Document:

THE MODERATOR: We'll take questions for Tony LaRussa.

Q. Same lineup?

TONY LaRUSSA: Same one.

Q. How does the weather affect the way you are with Matt (Morris) tonight? Is there a point where you won't start him?

TONY LaRUSSA: No, whatever time the game starts today or it gets postponed tomorrow, he's the pitcher.

Q. Do you think a rainout would help the Astros with their pitching rotation more than the Cardinals?

TONY LaRUSSA: I'm not sure. I'm not sure what they would do if it was rained out. I've heard all kind of speculation. I don't know the answer to that. If they use Roger (Clemens) tomorrow, they can't use him in Houston. So we take care of our own club and they're going to take care of theirs.

Q. Your bullpen was so consistent. Last night they gave up three runs. Is that just because of the big lead or no focus?

TONY LaRUSSA: Well, they definitely were focused but they're focused on the -- the worst thing you can do when you have a lead is walk guys. We were going to throw strikes and it's hard to hit the ball out of the park, but they did it - a couple times. But I think one of the most impressive things, if you have a real low-scoring game and you have no room to maneuver and a guy pitches well, that's impressive. You pitch with a big lead and you get outs, that's equally impressive, maybe tougher. Every time you walk a guy, somebody's yelling at you, the manager, the pitching coach. Our guys, they were going to challenge them, and they centered a couple.

Q. What are the challenges you think Phil Garner faced taking over this team mid-season with them slumping at the time? Or what would be the challenges a manager would face in that situation?

Stored rows:
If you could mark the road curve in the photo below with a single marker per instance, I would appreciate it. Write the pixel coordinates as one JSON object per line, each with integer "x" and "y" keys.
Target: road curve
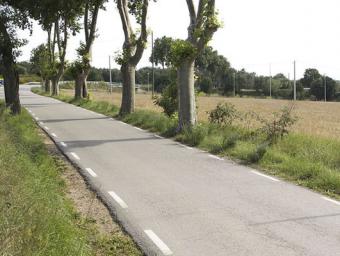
{"x": 176, "y": 200}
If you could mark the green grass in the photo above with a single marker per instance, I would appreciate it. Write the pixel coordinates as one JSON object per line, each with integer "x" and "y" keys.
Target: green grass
{"x": 36, "y": 218}
{"x": 306, "y": 160}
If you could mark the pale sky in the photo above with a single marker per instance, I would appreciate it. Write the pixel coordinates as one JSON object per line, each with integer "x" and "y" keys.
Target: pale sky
{"x": 255, "y": 33}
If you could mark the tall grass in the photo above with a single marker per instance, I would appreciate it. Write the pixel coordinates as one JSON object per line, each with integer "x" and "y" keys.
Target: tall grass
{"x": 36, "y": 218}
{"x": 308, "y": 160}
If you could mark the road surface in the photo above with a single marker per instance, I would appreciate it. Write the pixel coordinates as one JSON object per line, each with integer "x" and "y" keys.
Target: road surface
{"x": 176, "y": 200}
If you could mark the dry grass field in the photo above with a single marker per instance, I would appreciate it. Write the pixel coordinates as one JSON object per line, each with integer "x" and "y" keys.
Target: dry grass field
{"x": 314, "y": 118}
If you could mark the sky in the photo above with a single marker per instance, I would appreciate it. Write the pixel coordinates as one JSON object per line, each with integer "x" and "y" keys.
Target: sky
{"x": 256, "y": 34}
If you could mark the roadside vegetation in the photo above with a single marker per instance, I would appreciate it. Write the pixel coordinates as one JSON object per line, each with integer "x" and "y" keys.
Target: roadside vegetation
{"x": 36, "y": 216}
{"x": 306, "y": 160}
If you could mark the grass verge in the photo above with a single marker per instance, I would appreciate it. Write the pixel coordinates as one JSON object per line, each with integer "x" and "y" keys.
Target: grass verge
{"x": 303, "y": 159}
{"x": 36, "y": 216}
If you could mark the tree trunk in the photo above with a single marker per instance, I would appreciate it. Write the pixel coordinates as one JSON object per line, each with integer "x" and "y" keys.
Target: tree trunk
{"x": 186, "y": 94}
{"x": 81, "y": 85}
{"x": 129, "y": 85}
{"x": 55, "y": 86}
{"x": 47, "y": 85}
{"x": 11, "y": 84}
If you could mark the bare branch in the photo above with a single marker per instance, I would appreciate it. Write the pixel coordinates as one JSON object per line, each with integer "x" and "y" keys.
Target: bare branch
{"x": 143, "y": 36}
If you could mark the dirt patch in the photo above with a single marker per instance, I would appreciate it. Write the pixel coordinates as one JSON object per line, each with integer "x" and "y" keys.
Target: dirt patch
{"x": 86, "y": 202}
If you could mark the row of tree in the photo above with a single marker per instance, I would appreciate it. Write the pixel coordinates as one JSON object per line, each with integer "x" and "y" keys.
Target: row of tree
{"x": 62, "y": 19}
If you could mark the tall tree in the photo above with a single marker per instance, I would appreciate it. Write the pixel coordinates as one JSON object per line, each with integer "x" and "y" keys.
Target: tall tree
{"x": 161, "y": 51}
{"x": 40, "y": 62}
{"x": 11, "y": 20}
{"x": 133, "y": 48}
{"x": 203, "y": 24}
{"x": 91, "y": 10}
{"x": 59, "y": 19}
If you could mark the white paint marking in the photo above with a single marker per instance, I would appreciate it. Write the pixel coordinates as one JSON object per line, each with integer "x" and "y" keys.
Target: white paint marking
{"x": 91, "y": 172}
{"x": 118, "y": 199}
{"x": 331, "y": 200}
{"x": 216, "y": 157}
{"x": 187, "y": 147}
{"x": 75, "y": 156}
{"x": 265, "y": 176}
{"x": 63, "y": 144}
{"x": 158, "y": 242}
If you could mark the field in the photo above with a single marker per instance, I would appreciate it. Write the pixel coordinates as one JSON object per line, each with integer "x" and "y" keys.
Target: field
{"x": 314, "y": 118}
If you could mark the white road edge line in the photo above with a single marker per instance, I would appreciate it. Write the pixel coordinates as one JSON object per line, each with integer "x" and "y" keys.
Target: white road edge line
{"x": 75, "y": 155}
{"x": 158, "y": 242}
{"x": 91, "y": 172}
{"x": 265, "y": 176}
{"x": 216, "y": 157}
{"x": 118, "y": 199}
{"x": 63, "y": 144}
{"x": 331, "y": 200}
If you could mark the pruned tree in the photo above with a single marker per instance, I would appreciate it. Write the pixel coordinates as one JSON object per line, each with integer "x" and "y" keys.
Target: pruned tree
{"x": 83, "y": 65}
{"x": 133, "y": 48}
{"x": 161, "y": 51}
{"x": 11, "y": 19}
{"x": 203, "y": 24}
{"x": 40, "y": 61}
{"x": 59, "y": 19}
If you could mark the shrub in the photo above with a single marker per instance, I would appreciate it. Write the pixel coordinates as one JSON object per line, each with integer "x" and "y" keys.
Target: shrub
{"x": 193, "y": 135}
{"x": 168, "y": 100}
{"x": 279, "y": 126}
{"x": 223, "y": 114}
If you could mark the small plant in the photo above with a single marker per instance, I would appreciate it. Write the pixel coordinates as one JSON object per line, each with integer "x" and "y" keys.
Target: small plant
{"x": 194, "y": 135}
{"x": 168, "y": 100}
{"x": 223, "y": 114}
{"x": 279, "y": 126}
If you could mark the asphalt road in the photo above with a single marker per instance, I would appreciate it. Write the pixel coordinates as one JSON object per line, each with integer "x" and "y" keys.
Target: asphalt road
{"x": 176, "y": 200}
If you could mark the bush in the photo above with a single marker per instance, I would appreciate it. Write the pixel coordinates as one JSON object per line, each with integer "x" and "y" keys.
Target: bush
{"x": 194, "y": 135}
{"x": 279, "y": 126}
{"x": 223, "y": 114}
{"x": 168, "y": 100}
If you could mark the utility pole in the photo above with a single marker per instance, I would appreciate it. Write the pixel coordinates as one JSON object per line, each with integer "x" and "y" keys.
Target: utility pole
{"x": 110, "y": 74}
{"x": 325, "y": 82}
{"x": 294, "y": 80}
{"x": 153, "y": 66}
{"x": 270, "y": 80}
{"x": 234, "y": 82}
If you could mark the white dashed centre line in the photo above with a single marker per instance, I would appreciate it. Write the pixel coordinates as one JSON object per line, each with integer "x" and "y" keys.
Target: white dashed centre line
{"x": 216, "y": 157}
{"x": 265, "y": 176}
{"x": 159, "y": 137}
{"x": 91, "y": 172}
{"x": 75, "y": 156}
{"x": 63, "y": 144}
{"x": 158, "y": 242}
{"x": 118, "y": 199}
{"x": 331, "y": 200}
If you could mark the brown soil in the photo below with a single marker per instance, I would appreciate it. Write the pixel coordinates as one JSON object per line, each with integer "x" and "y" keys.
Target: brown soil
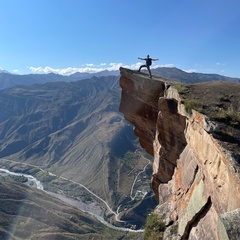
{"x": 220, "y": 102}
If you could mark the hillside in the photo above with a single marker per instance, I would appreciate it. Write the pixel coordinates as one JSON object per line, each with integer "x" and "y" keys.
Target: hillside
{"x": 192, "y": 131}
{"x": 75, "y": 130}
{"x": 27, "y": 213}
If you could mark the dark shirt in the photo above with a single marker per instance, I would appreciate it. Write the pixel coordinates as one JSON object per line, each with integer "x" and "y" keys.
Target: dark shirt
{"x": 148, "y": 61}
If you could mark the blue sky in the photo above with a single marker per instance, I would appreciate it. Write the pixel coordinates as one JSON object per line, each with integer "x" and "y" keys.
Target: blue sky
{"x": 65, "y": 36}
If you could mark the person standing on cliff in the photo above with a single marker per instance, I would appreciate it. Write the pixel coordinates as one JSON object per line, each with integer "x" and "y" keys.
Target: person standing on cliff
{"x": 147, "y": 64}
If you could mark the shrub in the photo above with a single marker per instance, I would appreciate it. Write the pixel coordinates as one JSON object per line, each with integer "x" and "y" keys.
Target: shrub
{"x": 190, "y": 104}
{"x": 154, "y": 228}
{"x": 230, "y": 116}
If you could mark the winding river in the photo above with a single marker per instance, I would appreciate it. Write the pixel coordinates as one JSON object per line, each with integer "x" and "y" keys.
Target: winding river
{"x": 32, "y": 181}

List of tasks:
1: In the press conference transcript, who will pitch whether the game starts today or is postponed until tomorrow?
2: Besides Tony LaRussa, list every person named in the press conference transcript.
3: Continue the press conference transcript after its last line.

Answers given:
1: Matt Morris

2: Matt Morris, Roger Clemens, Phil Garner

3:
TONY LaRUSSA: Most of the things that we all think about, a club struggling, that's why you're there. Jimy Williams is a very good baseball man. So sometimes you need a change of face. I think one of the other things that is hard, but it was probably a little less hard for Phil, it's hard when you're not with the organization. So you really don't know the players. Sometimes you get somebody that's a special assignment scout, or was with the club in spring training, knows the personnel, then it's really tougher. In Phil's case, he lives there so he watched the club. Any way you take it, what he did is very impressive. It's hard to do that. But he had talent, and I've seen him in the red where he relied on that, which is what we all do.

Q. You referred a little bit to the environment in St. Louis. You've worked in other places. How does St. Louis differ as a baseball town? How does it work for you?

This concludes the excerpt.